■ Requirement ■
Continue the passage about the landscaping equipment ban, picking up after its final sentence.

■ Text passage ■
____
Though Democrats argue their legislation should be viewed through an equity lens, this ban has a disproportionate impact on Latino and black business owners. Nationwide data stated 22.8% of landscaping companies are owned by Hispanics and 14.7% are owned by blacks.

The cost to transition to zero-emission alternatives is burdensome, too, even with financial assistance provided in the bill. For some businesses, it could still be prohibitively expensive. This financial burden could disproportionately affect minority-owned businesses, potentially leading to a reduction in diversity within the industry, if Democrat talking points are to be believed.

This ban is also anti-business, of course. Not only will it take landscapers significantly more time to do the same amount of work, thanks to inefficient battery-powered tools, it can be very expensive. Writing in the Orange County Register, Brooke Staggs notes the strain this can put on small businesses: “Commercial-grade electric-powered gear can cost anywhere from 15% to 300% more upfront, before factoring in the cost of batteries, chargers and potential electrical upgrades needed to keep them running all day.”
____
■ Provided material ■
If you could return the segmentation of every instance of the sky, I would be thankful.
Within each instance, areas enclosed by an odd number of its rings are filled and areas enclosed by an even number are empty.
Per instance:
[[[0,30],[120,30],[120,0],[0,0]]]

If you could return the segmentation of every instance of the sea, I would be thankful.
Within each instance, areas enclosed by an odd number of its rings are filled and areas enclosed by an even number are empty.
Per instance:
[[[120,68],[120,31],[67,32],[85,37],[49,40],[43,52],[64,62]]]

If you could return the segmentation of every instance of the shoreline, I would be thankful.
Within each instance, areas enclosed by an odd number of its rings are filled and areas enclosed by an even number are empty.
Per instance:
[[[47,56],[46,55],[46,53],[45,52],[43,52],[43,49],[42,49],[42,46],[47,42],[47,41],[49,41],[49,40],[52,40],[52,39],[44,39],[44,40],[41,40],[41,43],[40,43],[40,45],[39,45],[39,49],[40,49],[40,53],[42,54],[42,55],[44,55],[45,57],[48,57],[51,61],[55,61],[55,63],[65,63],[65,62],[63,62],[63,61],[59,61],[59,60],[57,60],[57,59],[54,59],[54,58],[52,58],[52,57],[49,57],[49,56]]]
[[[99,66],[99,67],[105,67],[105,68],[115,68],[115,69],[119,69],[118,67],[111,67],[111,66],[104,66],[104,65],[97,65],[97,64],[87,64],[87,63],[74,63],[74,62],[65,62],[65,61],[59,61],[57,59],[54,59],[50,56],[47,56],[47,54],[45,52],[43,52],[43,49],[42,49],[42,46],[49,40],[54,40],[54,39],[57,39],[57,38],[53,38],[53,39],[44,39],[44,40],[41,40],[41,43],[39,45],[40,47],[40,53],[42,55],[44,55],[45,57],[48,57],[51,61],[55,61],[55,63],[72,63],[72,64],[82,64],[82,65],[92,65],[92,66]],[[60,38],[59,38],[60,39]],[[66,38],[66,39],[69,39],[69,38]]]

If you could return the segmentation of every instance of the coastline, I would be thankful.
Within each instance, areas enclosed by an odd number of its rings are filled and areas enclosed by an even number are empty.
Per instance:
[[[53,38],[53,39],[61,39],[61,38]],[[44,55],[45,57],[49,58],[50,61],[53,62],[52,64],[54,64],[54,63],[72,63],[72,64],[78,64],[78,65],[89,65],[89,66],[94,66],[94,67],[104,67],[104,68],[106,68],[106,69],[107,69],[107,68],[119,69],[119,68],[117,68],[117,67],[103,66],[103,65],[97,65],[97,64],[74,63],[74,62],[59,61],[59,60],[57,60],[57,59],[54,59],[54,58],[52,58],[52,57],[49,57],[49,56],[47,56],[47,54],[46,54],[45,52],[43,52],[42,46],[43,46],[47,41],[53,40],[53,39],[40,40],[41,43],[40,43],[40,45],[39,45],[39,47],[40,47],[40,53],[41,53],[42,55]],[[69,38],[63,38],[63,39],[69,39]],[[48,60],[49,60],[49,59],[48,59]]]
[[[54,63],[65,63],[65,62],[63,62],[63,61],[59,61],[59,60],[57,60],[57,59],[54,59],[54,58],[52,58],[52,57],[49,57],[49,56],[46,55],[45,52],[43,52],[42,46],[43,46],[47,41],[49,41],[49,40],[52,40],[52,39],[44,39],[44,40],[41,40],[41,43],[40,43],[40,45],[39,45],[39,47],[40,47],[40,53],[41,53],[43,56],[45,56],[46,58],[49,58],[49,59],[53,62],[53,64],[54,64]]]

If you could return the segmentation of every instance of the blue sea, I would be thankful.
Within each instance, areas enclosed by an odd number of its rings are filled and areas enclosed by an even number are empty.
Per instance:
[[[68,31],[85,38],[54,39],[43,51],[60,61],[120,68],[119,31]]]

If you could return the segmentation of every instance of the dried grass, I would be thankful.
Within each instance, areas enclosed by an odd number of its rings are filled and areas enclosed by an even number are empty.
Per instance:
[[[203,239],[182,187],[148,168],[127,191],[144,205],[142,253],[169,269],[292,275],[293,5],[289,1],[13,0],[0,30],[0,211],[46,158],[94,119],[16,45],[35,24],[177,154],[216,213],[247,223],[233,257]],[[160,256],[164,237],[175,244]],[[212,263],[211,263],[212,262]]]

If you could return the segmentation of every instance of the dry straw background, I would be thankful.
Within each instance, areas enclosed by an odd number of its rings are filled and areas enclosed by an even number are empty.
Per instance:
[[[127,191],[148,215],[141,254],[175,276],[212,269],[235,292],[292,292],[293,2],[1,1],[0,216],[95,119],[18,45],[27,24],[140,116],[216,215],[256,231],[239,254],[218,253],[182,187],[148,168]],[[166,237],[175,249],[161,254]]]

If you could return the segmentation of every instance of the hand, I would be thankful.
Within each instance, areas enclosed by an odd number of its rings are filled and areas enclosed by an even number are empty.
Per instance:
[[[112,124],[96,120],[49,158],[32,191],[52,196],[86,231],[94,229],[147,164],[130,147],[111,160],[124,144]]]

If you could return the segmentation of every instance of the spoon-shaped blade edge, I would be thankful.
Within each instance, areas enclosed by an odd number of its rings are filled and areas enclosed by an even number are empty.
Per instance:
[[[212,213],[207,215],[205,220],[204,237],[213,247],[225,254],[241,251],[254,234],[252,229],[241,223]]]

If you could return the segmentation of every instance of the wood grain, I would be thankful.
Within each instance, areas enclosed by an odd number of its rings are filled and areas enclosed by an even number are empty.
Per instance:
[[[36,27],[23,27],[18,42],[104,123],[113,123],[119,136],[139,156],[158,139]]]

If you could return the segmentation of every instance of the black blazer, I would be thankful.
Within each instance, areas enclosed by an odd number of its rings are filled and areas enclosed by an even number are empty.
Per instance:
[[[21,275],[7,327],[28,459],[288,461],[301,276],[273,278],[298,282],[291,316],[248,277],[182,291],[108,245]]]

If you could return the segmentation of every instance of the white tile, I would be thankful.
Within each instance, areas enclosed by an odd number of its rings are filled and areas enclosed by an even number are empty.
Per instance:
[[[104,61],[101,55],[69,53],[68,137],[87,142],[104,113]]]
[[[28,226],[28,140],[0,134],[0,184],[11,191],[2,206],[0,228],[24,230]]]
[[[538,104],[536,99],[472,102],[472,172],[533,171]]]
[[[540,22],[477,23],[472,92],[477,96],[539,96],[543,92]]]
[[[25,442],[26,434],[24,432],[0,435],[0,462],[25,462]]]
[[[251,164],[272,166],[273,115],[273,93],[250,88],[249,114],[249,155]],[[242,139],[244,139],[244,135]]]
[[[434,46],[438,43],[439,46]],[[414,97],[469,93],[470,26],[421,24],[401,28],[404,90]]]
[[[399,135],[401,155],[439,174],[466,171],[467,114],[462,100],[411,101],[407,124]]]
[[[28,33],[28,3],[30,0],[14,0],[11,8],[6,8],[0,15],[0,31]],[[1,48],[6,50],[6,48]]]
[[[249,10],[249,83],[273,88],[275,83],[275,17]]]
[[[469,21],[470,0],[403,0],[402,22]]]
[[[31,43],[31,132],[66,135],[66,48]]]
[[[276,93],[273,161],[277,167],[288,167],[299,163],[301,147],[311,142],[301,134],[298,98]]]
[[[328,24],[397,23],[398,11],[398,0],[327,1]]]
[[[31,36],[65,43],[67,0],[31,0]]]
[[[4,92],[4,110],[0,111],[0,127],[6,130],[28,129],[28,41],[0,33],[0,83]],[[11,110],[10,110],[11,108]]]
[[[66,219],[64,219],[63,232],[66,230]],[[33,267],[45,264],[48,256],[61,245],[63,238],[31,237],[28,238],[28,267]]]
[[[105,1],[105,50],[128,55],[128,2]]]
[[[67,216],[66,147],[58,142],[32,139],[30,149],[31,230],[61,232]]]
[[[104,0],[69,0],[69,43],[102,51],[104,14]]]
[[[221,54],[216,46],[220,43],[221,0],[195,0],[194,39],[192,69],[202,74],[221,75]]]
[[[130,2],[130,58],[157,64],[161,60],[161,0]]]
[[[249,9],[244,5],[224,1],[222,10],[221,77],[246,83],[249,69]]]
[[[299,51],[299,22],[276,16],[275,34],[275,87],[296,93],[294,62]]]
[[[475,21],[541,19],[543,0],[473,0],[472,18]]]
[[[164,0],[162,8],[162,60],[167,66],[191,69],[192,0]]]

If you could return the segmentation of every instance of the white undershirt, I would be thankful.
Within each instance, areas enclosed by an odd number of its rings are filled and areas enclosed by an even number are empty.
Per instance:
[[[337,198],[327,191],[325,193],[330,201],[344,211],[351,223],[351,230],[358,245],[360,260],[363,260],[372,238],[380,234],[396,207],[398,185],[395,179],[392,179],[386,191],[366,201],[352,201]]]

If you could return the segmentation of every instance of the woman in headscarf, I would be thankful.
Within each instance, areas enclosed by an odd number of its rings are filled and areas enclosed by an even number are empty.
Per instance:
____
■ Exercise response ■
Larger companies can more easily absorb the cost of transitioning to electric equipment, but the smaller businesses, which represent the majority of the industry, will struggle. It’s also worth considering the current limitations of electric landscaping equipment, such as battery life and power, which can’t meet the demands of larger or more intensive landscaping projects. Even with tax credits, will they last long enough to cover the constant need to upgrade to better and more efficient technology?

Lazy environmentalism

I’m no fan of loud gas-powered landscaping equipment. But I’m equally unimpressed with the lazy environmentalism this legislation forces on Washingtonians.

Obviously, Walen doesn’t view the gas-powered tools as an existential threat. Otherwise, governments wouldn’t get any exemptions. The bill’s proponents could help educate businesses and offer tax incentives to make the transition, but that would be too hard and take up too much time. It’s so much easier to force the change, even if it creates meaningful business challenges or causes resentment from Washingtonians.

So what is the motivation for a ban like this? Power.

Walen and other radical environmentalists love the power to change people’s behaviors. If they can change your habits to save the environment, without having to change their own (they don’t want you flying or eating meat, but they’ll eat a steak on a private jet), even better.

That kind of power is elusive — until you get into office in a one-party state. Then the power is yours to abuse and that’s precisely what they’re doing here.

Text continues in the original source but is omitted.